* [Exercises to complete]:
• a. Please copy the passage on Spirit's workforce plans word for word, between "Jeff Fluhr, president" and "outside the region.", inclusive.
• b. Resume the article about Spirit's hiring in Wichita, picking up after its final sentence.

* [Selected extract]:
Spirit has several local resources to tap into to fill those jobs “that will help us get the kind of trained employees that we need that can hit the ground running,” Gentile said.
Chief among them is the Wichita Area Technical College, which offers training programs at the National Center for Aviation Training aimed at the skill sets Spirit will need.
The college offers training for sheet metal mechanics, composite technology and CNC machining in programs that can be completed in “as little as a few months” as part of a partnership with Spirit, Andy McFadden, WATC spokesman, said in an e-mail. Those programs also are eligible for WATC’s Wichita Promise scholarship, which covers the cost of tuition and includes a guaranteed job interview at Spirit.
He said WATC expects to see increasing enrollment in those programs because of Spirit’s expansion.
Wichita State University, Newman and Friends University will help to fill the gaps in other areas, including engineering, Gentile said.
Spirit also hopes that working with the machinists and other unions through their apprenticeship programs will help, as well as internship programs the company offers directly, Gentile said.
Jeff Fluhr, president of the Greater Wichita Partnership, said he thinks Spirit should be able to fill all of its new jobs. He points to Spirit filling 349 new jobs at its Wichita plant in 2016. He also referred to 300 people showing up at Spirit in late July for a non-existent job fair after a 2-year-old Eagle story had been shared on Facebook.
“Certainly we need to work with them to cultivate the workforce, but I think we need to do that with recruitment as well,” Fluhr said, in terms of attracting workers from outside the region.

* [Entries shown]:
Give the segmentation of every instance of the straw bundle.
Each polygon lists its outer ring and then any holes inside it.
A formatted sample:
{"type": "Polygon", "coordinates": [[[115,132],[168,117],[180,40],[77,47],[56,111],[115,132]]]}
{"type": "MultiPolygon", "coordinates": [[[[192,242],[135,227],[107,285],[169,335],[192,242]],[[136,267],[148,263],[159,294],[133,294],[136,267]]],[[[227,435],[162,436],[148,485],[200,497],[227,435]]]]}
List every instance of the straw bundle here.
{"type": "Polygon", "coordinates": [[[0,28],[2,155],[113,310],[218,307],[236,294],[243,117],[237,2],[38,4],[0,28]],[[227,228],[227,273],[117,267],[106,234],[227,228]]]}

* [Answers for the tasks]:
• a.
Jeff Fluhr, president of the Greater Wichita Partnership, said he thinks Spirit should be able to fill all of its new jobs. He points to Spirit filling 349 new jobs at its Wichita plant in 2016. He also referred to 300 people showing up at Spirit in late July for a non-existent job fair after a 2-year-old Eagle story had been shared on Facebook.
“Certainly we need to work with them to cultivate the workforce, but I think we need to do that with recruitment as well,” Fluhr said, in terms of attracting workers from outside the region.

• b.
Recruitment will be important, an area workforce official said, because an increase in employment at Spirit will also put pressure on the companies that supply it. They’re going to need more workers, too, both to fill any jobs vacated by their employees going to Spirit and to support an increased workload.
“Those jobs at Spirit require more jobs in the supply chain,” said Keith Lawing, CEO of the Workforce Alliance of South Central Kansas.
“I think the advantage we have is we do have an infrastructure in place … that will help us develop the workforce,” he said. That infrastructure includes the National Center for Aviation Training as well as public policies encouraging skills training, he said.
Still, that probably won’t be enough in the long term, he said.
“We need the population to grow here,” Lawing said. “I think we need to have an aggressive strategy to try to get people to move to this region. I think we need to reach down to Oklahoma City, Dallas and Missouri.
“That needs to be one part of … taking advantage of the training infrastructure we have here.”